** WRITTEN REQUEST **
Return each line of the records below that contains the word "Could". Treat uppercase and lowercase letters as different.

** RECORD SET **

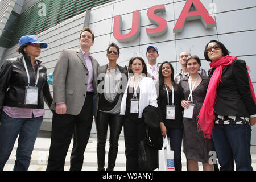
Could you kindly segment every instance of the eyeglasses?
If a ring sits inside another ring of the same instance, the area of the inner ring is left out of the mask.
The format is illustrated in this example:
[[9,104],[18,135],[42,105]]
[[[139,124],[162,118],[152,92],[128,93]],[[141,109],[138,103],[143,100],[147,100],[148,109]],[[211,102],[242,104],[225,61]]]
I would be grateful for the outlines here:
[[40,44],[39,44],[28,43],[28,45],[31,45],[31,46],[33,46],[34,47],[39,47],[39,48],[40,48],[40,49],[42,48],[41,45],[40,45]]
[[109,55],[110,55],[110,54],[112,53],[112,52],[113,52],[113,53],[114,53],[115,55],[117,55],[118,54],[118,52],[115,52],[115,51],[109,51],[108,52],[108,53]]
[[219,44],[215,44],[213,46],[209,46],[205,49],[206,52],[207,53],[209,53],[212,52],[213,48],[214,49],[214,50],[220,50],[221,49],[221,47]]

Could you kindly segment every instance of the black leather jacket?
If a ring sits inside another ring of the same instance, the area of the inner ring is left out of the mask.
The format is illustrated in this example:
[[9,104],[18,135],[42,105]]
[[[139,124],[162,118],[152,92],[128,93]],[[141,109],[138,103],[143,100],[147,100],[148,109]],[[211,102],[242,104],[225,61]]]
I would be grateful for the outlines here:
[[[211,70],[209,76],[213,73]],[[236,60],[222,71],[217,86],[214,112],[219,115],[249,117],[256,114],[256,105],[250,91],[245,61]]]
[[[30,57],[24,56],[30,77],[30,85],[35,86],[36,71],[34,71]],[[44,109],[44,99],[49,107],[52,102],[49,85],[47,82],[46,68],[37,60],[39,69],[38,104],[25,105],[25,88],[27,86],[27,76],[22,57],[5,61],[0,70],[0,113],[3,106],[30,109]]]

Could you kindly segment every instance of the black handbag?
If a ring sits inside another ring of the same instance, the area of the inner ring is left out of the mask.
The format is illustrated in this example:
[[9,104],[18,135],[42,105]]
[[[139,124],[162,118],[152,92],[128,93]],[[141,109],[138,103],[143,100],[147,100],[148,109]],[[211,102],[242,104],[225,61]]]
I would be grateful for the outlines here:
[[142,171],[152,171],[158,167],[158,150],[150,140],[147,127],[145,139],[139,143],[138,164]]

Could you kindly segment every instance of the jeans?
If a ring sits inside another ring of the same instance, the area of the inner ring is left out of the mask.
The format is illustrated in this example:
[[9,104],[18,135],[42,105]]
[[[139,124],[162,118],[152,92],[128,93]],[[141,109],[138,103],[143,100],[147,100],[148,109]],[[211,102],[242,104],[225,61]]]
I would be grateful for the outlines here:
[[221,171],[252,171],[251,126],[249,125],[214,125],[212,138]]
[[104,170],[105,155],[108,127],[109,123],[109,150],[107,170],[112,171],[115,166],[118,151],[118,140],[123,124],[123,116],[118,114],[110,114],[98,111],[95,119],[98,142],[97,156],[98,170]]
[[0,125],[0,170],[8,160],[18,135],[18,148],[14,171],[27,171],[30,163],[34,146],[43,117],[13,118],[5,112],[1,114]]
[[93,110],[93,96],[87,93],[84,106],[78,115],[53,113],[47,171],[64,170],[73,133],[74,142],[70,157],[69,170],[82,169],[84,154],[92,129]]
[[174,167],[176,171],[181,171],[182,130],[167,129],[167,136],[171,150],[174,151]]

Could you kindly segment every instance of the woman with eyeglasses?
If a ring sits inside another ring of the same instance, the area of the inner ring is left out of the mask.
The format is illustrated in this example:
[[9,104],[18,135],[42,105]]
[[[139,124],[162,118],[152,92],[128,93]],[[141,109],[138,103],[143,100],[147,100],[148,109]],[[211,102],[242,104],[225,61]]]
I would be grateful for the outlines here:
[[119,56],[119,47],[112,43],[107,48],[108,63],[98,68],[98,92],[99,106],[95,118],[98,143],[97,156],[98,171],[105,171],[105,146],[109,126],[109,150],[107,171],[113,171],[118,151],[118,140],[123,123],[123,116],[119,115],[123,88],[127,84],[126,67],[117,64]]
[[210,62],[210,80],[198,126],[212,136],[220,170],[251,171],[251,126],[256,122],[256,98],[245,61],[229,56],[217,40],[207,44],[205,60]]
[[204,102],[209,83],[209,77],[198,73],[201,61],[197,56],[189,56],[186,60],[189,75],[179,85],[181,93],[183,114],[183,148],[188,160],[189,171],[198,171],[198,162],[201,162],[204,171],[213,171],[209,162],[210,151],[214,147],[212,139],[205,138],[203,132],[198,132],[196,118]]
[[125,115],[126,171],[137,171],[140,169],[137,162],[139,142],[144,139],[146,129],[142,113],[150,105],[158,107],[157,95],[154,80],[147,77],[147,65],[142,58],[130,60],[129,73],[131,75],[122,98],[120,114]]
[[38,133],[44,115],[44,100],[52,102],[46,68],[36,59],[47,44],[35,35],[22,36],[22,56],[7,59],[0,72],[0,170],[11,153],[18,135],[14,170],[28,170]]
[[174,81],[174,67],[168,62],[160,65],[159,71],[158,105],[161,114],[160,127],[163,136],[167,135],[171,150],[174,151],[175,171],[181,171],[181,143],[183,135],[181,93]]

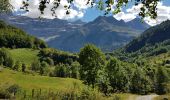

** SOLUTION FOR THIS PROBLEM **
Could you kindly segment every instance of the eyeglasses?
Could you kindly segment every instance of the black leather jacket?
Could you kindly segment every instance of the black handbag?
Could you kindly segment every instance of the jeans?
Could you kindly segment every instance of the woman with eyeglasses?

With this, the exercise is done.